= TEXT PASSAGE =
◇ ◇ ◇ ◇

Fiona Cicconi, Google’s chief people officer, said at last week’s meeting that between 3% and 5% of employees on those teams have accepted the buyouts.

“This has been actually quite successful,” she said, adding “I think we can continue it.”

Pichai said the company executed the voluntary buyouts after listening to employees, who said they preferred that route to blanket layoffs.

“It’s a lot of work that’s gone into implementing the VEP program, and I’m glad we’ve done it,” Pichai said. “It gives people agency, and I’m glad to see it’s worked out well.”

‘Wanting a career break’

Cicconi said one of the main reasons employees are taking the buyouts is because they want to take time off from work.

“It’s actually quite interesting to see who’s taking a VEP, and it’s people sort of wanting a career break, sometimes to take care of family members,” she said.

CNBC previously reported that the layoffs hurt morale as the company was downsizing while at the same time issuing blowout earnings and seeing its stock price jump. Alphabet’s shares are up 10% this year after climbing 36% in 2024 and 58% the year prior.

At another point in the town hall, employees asked if Google would consider a policy similar to Meta’s “recharge,” a month-long sabbatical that employees earn after five years at the company.

◇ ◇ ◇ ◇

= DATA LISTING =

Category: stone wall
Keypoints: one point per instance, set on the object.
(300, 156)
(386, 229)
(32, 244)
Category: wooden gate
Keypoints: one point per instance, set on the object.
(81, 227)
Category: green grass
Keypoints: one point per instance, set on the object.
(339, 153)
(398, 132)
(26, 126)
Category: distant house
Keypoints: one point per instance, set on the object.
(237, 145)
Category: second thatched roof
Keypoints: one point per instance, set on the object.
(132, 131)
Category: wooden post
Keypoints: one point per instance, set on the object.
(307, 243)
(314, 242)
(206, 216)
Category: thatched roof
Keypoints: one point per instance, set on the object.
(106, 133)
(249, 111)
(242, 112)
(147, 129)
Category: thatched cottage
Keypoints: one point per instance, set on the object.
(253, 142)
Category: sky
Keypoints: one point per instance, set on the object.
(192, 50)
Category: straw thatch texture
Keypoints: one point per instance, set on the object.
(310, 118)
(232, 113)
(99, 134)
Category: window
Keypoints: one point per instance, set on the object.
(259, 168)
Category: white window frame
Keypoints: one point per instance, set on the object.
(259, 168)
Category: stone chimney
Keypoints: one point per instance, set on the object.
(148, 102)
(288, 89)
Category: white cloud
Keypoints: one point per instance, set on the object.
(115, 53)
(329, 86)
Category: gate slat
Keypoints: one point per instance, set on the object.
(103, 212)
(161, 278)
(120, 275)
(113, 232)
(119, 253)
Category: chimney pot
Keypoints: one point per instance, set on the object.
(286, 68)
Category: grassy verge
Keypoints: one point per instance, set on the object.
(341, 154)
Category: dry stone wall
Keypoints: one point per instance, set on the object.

◇ ◇ ◇ ◇

= TASK REQUIREMENTS =
1 - In the passage about Google's voluntary buyouts, what share of employees on those teams had accepted the buyouts?
2 - Carry the passage about Google's voluntary buyouts forward from its last sentence.
The items are separate from the passage about Google's voluntary buyouts.

= EXERCISE RESPONSES =
1 - Between 3% and 5%.

2 -
“We have a lot of leaves, not least our vacation, which is there for exactly that — resting and recharging,” said Alexandra Maddison, Google’s senior director of benefits.

She said the company is not going to offer paid sabbatical.

“We’re very confident that our current offering is competitive,” Maddison said.

Meta didn’t immediately respond to a request for comment.

Other executives jumped in to compare the two companies’ benefits.

“I don’t think they have a VEP at Meta by the way,” Cicconi said.

Pichai then asked, to some laughs from the audience, “Should we incorporate all policies of Meta while we’re at it? Or should we only pick and choose the few policies we like?”

“Maybe I should try running the company with all of Meta’s policies,” he continued. “No, probably not.”